* Start Dataset records *
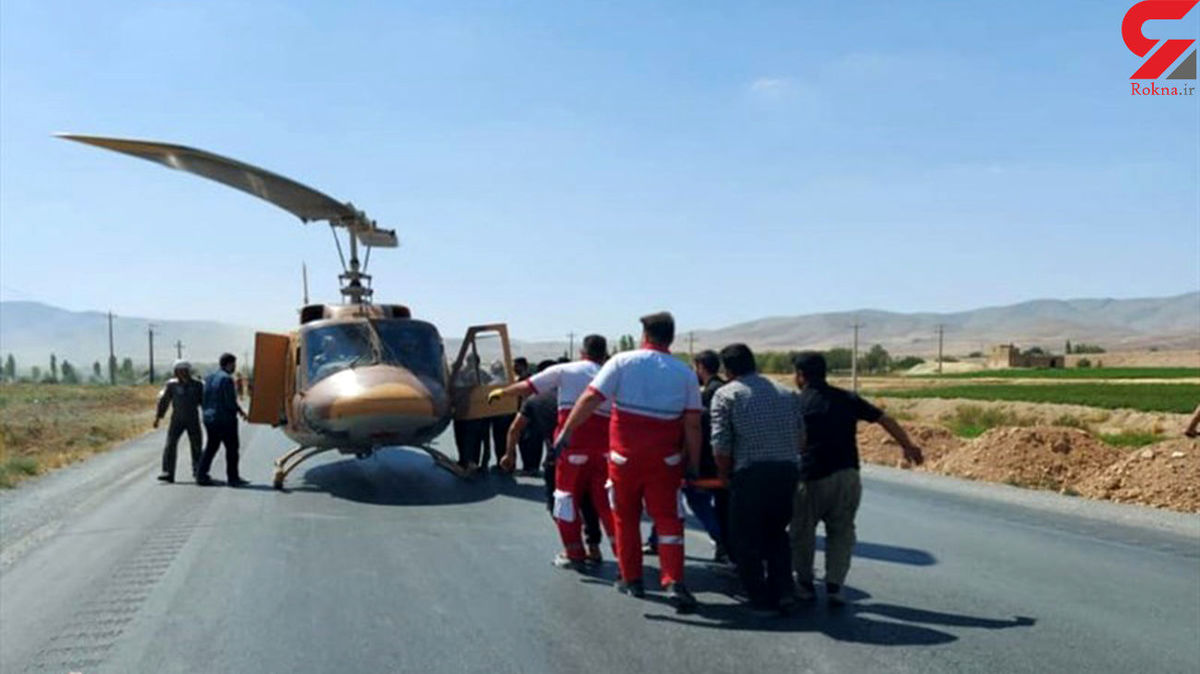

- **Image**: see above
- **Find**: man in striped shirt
[554,312,701,613]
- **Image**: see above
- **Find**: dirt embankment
[858,422,1200,512]
[1079,439,1200,512]
[872,396,1188,434]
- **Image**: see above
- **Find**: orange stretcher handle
[688,477,730,489]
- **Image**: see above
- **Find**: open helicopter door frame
[450,323,517,420]
[247,332,292,426]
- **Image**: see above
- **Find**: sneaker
[614,578,646,598]
[713,543,730,566]
[826,583,846,606]
[667,582,698,613]
[775,595,800,615]
[550,553,583,571]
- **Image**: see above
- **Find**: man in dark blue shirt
[196,354,248,487]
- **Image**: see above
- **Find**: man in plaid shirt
[712,344,803,613]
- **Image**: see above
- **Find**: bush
[942,405,1031,438]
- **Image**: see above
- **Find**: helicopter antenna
[56,133,400,305]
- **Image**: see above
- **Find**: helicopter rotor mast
[55,133,400,305]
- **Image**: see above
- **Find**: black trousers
[541,453,607,546]
[480,414,516,468]
[197,420,241,482]
[454,419,488,467]
[713,489,738,561]
[162,419,202,479]
[730,462,799,606]
[517,426,546,470]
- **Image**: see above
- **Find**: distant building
[988,344,1067,369]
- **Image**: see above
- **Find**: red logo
[1121,0,1200,79]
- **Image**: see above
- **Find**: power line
[937,323,946,374]
[850,321,864,393]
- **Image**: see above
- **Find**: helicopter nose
[329,383,437,421]
[304,366,450,432]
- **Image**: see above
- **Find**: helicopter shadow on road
[646,573,1037,646]
[295,447,544,506]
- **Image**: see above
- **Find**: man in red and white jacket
[487,335,616,570]
[554,312,701,613]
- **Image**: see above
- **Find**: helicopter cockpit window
[305,323,374,384]
[454,331,510,389]
[374,320,445,380]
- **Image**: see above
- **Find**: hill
[695,293,1200,355]
[0,302,254,372]
[0,293,1200,371]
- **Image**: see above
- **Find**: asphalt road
[0,427,1200,674]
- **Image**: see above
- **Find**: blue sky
[0,0,1200,338]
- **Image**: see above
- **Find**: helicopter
[55,133,516,489]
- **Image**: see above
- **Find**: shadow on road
[646,580,1037,646]
[297,449,544,506]
[581,556,1037,646]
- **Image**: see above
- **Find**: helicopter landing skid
[271,447,336,489]
[421,446,470,479]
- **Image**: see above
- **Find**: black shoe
[713,544,730,566]
[667,583,700,613]
[616,578,646,598]
[826,583,846,607]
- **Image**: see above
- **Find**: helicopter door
[247,332,292,426]
[450,323,517,420]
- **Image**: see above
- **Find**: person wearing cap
[487,335,614,570]
[642,349,731,564]
[154,360,204,482]
[196,354,248,487]
[554,312,701,613]
[791,351,924,606]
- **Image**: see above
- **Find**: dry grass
[0,384,158,487]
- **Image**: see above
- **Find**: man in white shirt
[487,335,616,570]
[554,312,701,613]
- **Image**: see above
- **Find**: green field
[869,383,1200,414]
[913,366,1200,379]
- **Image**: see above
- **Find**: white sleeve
[526,365,563,393]
[683,378,704,411]
[588,359,620,401]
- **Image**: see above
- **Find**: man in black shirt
[791,351,924,606]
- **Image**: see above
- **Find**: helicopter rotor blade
[55,133,397,248]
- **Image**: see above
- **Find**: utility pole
[108,312,116,386]
[850,323,863,393]
[146,323,154,384]
[937,323,946,374]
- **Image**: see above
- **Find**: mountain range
[0,291,1200,371]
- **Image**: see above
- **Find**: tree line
[0,354,170,385]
* End Dataset records *
Report each line in the records above that contains the word "blue", copying every such line in full.

- **Find**: man in dark blue shirt
- **Find**: blue sky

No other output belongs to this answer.